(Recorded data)
-=-=-=-=-

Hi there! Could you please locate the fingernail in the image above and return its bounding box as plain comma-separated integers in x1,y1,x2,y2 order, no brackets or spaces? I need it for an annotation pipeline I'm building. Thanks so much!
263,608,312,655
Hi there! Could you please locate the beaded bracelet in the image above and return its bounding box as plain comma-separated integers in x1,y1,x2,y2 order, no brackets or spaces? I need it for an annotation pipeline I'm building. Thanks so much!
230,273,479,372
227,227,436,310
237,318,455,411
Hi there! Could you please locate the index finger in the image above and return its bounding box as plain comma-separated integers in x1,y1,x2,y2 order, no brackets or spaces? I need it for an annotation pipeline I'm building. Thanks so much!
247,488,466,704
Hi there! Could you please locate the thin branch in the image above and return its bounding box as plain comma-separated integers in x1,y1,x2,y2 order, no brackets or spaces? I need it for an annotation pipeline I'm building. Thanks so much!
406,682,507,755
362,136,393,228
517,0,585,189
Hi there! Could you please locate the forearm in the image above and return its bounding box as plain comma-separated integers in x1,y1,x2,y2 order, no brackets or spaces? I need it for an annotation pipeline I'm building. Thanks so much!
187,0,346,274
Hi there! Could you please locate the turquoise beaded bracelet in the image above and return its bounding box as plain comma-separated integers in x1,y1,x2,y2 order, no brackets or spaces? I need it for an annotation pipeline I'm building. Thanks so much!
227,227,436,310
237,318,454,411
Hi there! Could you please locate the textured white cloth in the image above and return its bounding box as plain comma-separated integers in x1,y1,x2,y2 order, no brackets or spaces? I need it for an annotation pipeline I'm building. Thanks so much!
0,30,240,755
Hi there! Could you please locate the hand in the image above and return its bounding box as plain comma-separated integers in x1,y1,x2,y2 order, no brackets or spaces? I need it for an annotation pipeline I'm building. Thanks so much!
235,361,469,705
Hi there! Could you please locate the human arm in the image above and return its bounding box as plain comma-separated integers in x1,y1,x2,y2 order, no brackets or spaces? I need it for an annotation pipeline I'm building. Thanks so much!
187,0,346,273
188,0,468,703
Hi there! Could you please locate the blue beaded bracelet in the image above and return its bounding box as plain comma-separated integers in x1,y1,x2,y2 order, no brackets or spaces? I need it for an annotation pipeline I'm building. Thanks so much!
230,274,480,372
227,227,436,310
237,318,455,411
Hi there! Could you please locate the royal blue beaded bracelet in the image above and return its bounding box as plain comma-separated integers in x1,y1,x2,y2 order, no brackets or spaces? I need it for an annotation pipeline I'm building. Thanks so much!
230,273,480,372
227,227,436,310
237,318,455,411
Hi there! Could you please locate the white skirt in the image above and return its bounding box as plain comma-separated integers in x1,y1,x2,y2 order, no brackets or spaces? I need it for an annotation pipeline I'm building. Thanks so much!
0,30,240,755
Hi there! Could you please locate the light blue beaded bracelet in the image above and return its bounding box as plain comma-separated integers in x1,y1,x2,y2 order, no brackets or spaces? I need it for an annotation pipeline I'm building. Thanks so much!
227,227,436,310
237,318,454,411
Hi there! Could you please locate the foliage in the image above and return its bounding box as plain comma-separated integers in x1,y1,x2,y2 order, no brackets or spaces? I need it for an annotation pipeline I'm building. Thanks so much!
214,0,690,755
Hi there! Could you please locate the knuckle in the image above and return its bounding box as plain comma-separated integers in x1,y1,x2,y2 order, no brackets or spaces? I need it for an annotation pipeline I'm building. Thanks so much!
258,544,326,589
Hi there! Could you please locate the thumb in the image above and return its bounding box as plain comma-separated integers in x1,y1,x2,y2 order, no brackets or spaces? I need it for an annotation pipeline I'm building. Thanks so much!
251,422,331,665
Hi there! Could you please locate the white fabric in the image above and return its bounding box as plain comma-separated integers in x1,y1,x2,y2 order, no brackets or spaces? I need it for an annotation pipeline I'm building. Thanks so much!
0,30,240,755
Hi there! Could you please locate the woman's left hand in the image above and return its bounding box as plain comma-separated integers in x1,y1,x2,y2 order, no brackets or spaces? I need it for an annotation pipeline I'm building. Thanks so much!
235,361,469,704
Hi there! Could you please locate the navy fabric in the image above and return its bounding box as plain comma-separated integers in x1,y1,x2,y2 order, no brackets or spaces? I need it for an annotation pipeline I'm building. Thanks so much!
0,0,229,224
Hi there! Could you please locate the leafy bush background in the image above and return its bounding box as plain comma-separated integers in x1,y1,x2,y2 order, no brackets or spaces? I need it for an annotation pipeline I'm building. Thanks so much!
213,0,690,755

-=-=-=-=-

— What the exercise asks —
How many lines of the entries above contain the string "bracelet", with case counting? Reply with the number alone.

— The reply —
5